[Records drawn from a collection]
>>>
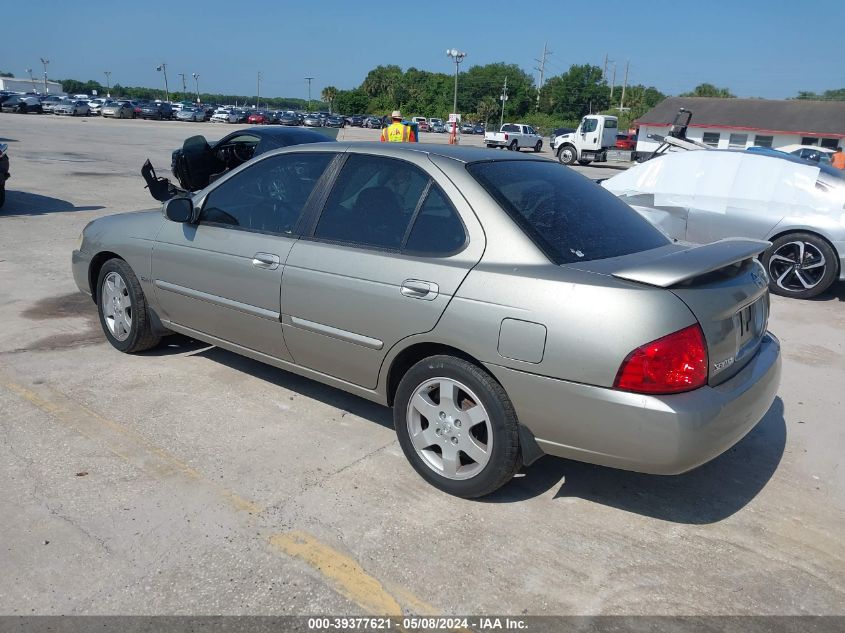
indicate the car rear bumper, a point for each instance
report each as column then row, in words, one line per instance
column 663, row 435
column 80, row 263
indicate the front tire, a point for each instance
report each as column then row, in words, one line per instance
column 122, row 308
column 567, row 155
column 800, row 265
column 457, row 427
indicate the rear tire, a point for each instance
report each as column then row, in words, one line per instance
column 123, row 310
column 801, row 265
column 466, row 444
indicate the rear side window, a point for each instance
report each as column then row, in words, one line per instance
column 568, row 216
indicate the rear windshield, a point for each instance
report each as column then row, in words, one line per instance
column 568, row 216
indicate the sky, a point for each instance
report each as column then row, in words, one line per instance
column 756, row 48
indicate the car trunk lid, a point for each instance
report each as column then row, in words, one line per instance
<<<
[Challenge] Copy the records word for word, from the line that contains "indicate the rear side" through the end of the records, including both the first line and the last.

[Solved problem]
indicate the rear side window, a point for each instance
report each as column then row, in words, one line per instance
column 568, row 216
indicate the rear windshield, a point for each instance
report each as column then row, in words, one line per instance
column 568, row 216
indicate the sky, a point for each instance
report each as column then row, in words, one line per instance
column 756, row 48
indicate the car trunk lid, a point for each instance
report each as column then row, in words, one line per instance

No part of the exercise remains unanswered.